=== PAGE ===

Bandwidth saving and computation demand over different block sizes.

Figure 10a presents the average bandwidth saving over different block sizes for all compression algorithms. The maximum bandwidth saving could be achieved, when using the 1024 \(\times \) 768 block size. In fact, by reducing the block size to less than 1024 \(\times \) 768, all algorithms perform poorly in bandwidth reduction, at the best case reaching to less than 10% bandwidth saving. The best average bandwidth savings captured in lossless experiments is about 38%, corresponding to BZIP compression scheme with block size of 1024 \(\times \) 768.

Figure 10b shows the average computation demand over different block sizes for all compression algorithms. To estimate the computation demand, we used Pin - Dynamic Binary Instrumentation Tool [16], from Intel. The block size of 1024 \(\times \) 768, equal to full image size, leads to largest computation demand. Overall, the computation demand varies across the algorithms. In QZIP and ZIP, the lowest computation demand is achieved by using block size of 80 \(\times \) 60, for LZ4 320 \(\times \) 240 and for GZIP and BZIP 40 \(\times \) 30. Figure 10a and b also present the result of LZ4 algorithm in the high-compression mode (LZ4 High-Comp.). In high-compression mode, LZ4 could provide better compression ratio with the cost of higher computation demand.

Combining Fig. 10a and b, we can derive Fig. 11 showing the trade-off between bandwidth saving and computation demand. In Fig. 11, the numbers over the stars show the average bandwidth saving, while the crosses show the range of achievable bandwidth demand corresponding to a certain computation demand. For different algorithms, the trend is that lower bandwidth demand or higher bandwidth saving, is achievable by having more computation. Among all algorithms, LZ4 in fast-mode has the lowest computation demand, which is about 100 millions instructions for compression and decompression of a frame, and at the same time the lowest bandwidth saving of 17%, while the BZIP achieves highest bandwidth saving of 38% with the highest computation demand of about 1 billion instructions. Note that, computation demand of LZ4 for compression and decompression of a frame in high-compression mode is about 10 times higher than its computation demand in fast-mode.

Fig. 11.
figure 11

Bandwidth saving/computation demand trade-off

Custom Compression. The previous studied lossless compression methods are general algorithms developed to compress any sort of data. The results of our experiments illustrate that although there are lots of options for compressing the model data, but for AVAs such as MoG, which have special type of model data produced by statistical and non-linear processing, general purpose image or data compression methods might not provide the desirable performance for designers. There is a demand for lossless compression algorithm customized for compressing model data in context of AVA. This fact, motivates designers such as in [6] to devise custom model data compression schemes only for a certain type of algorithm. One preliminary example, has been already proposed by [6].

=== STATED TASK 1 ===
Recast the listing, from the line with "Where can the yellow-green" through its final line, both included, as a JSON list of strings with one string per line and blank lines omitted.
The passage on compression block sizes and the listing are unrelated to each other.

=== DATA SHOWN ===
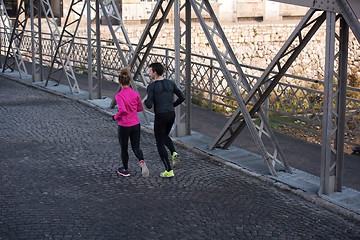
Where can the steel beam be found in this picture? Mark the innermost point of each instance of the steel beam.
(36, 44)
(182, 125)
(64, 60)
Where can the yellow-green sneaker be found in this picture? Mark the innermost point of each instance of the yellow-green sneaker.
(167, 174)
(175, 159)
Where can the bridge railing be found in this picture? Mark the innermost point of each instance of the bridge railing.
(295, 102)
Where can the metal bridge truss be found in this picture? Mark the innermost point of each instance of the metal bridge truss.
(14, 36)
(183, 65)
(240, 89)
(64, 60)
(109, 9)
(152, 29)
(250, 94)
(64, 42)
(36, 43)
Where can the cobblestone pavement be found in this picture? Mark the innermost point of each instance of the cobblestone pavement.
(58, 181)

=== STATED TASK 2 ===
Which compression algorithms are named in the passage on compression block sizes? List each one once.

=== RIGHT ANSWER 1 ===
[
  "Where can the yellow-green sneaker be found in this picture? Mark the innermost point of each instance of the yellow-green sneaker.",
  "(167, 174)",
  "(175, 159)",
  "Where can the bridge railing be found in this picture? Mark the innermost point of each instance of the bridge railing.",
  "(295, 102)",
  "Where can the metal bridge truss be found in this picture? Mark the innermost point of each instance of the metal bridge truss.",
  "(14, 36)",
  "(183, 65)",
  "(240, 89)",
  "(64, 60)",
  "(109, 9)",
  "(152, 29)",
  "(250, 94)",
  "(64, 42)",
  "(36, 43)",
  "Where can the cobblestone pavement be found in this picture? Mark the innermost point of each instance of the cobblestone pavement.",
  "(58, 181)"
]

=== RIGHT ANSWER 2 ===
BZIP, GZIP, LZ4, QZIP, ZIP